TASK OBJECTIVE
In the records below, begin at the line containing "Thank you for the photo. Could you please annotate the blue" and end at the line containing "Thank you for the photo. Could you please annotate the white"; quote every line in that span exactly, including both boundary lines, and no others.

[Extracted data entries]
——————

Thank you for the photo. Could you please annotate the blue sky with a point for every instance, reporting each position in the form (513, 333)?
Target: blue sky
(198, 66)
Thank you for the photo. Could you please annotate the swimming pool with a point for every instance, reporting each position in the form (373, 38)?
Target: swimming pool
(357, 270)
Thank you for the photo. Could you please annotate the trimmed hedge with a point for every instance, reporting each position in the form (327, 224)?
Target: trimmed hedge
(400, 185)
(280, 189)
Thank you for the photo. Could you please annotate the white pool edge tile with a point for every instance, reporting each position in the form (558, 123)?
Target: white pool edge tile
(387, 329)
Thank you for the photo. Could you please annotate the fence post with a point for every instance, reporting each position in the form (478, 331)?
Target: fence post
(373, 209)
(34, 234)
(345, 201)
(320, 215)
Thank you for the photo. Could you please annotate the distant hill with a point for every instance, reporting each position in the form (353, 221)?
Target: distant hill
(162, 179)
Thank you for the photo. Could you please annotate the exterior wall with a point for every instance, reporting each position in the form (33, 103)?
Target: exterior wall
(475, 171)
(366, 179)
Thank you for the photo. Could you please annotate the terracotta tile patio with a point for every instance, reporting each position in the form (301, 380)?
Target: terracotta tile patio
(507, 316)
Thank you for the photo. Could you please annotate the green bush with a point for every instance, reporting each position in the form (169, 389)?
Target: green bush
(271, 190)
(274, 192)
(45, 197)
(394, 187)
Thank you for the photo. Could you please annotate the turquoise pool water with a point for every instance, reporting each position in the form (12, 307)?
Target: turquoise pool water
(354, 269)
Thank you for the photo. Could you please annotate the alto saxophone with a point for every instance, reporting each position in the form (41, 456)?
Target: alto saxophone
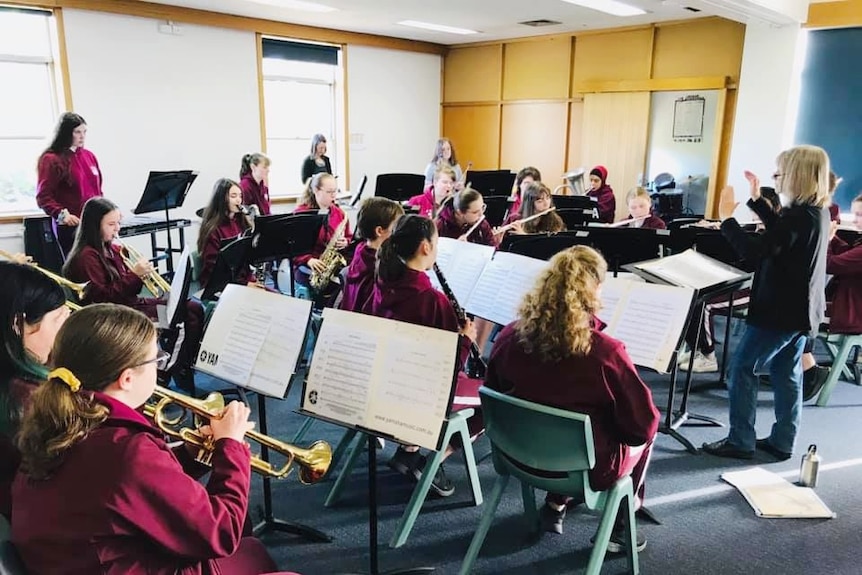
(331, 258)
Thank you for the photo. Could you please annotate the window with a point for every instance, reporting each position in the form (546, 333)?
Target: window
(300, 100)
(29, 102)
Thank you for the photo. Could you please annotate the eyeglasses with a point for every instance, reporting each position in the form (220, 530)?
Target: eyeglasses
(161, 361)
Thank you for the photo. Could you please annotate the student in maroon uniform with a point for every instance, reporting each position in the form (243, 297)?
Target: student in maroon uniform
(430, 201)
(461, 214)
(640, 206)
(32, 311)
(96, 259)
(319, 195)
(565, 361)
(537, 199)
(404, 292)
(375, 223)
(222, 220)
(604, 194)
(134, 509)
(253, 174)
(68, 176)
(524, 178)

——————

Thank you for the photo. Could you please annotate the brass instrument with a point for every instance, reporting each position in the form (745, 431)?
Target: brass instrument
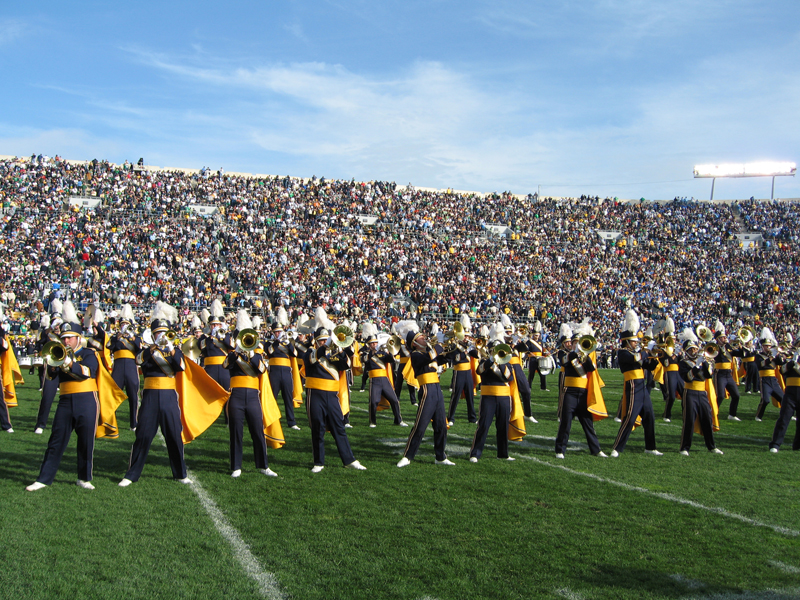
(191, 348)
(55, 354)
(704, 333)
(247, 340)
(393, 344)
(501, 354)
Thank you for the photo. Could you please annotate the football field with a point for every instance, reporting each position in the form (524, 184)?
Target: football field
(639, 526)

——————

WRITTEN ANSWER
Thank you for the photo. Could you please annotate the blue sky with a point for every instance, reporting each position in the form (513, 333)?
Target: blue sky
(198, 66)
Thank you for the photo. Could you please annotate the swimming pool with a point for every instance, reporting each position in the form (373, 38)?
Target: swimming pool
(357, 270)
Thank you for the photo. Could you please annotate the trimmed hedge with a point for every instance, reporting each position in the form (327, 224)?
Target: trimmed hedge
(400, 185)
(280, 189)
Thank you for the photo. Could you please annotate the white pool edge tile with a point for every instance, reporting each position in the form (558, 123)?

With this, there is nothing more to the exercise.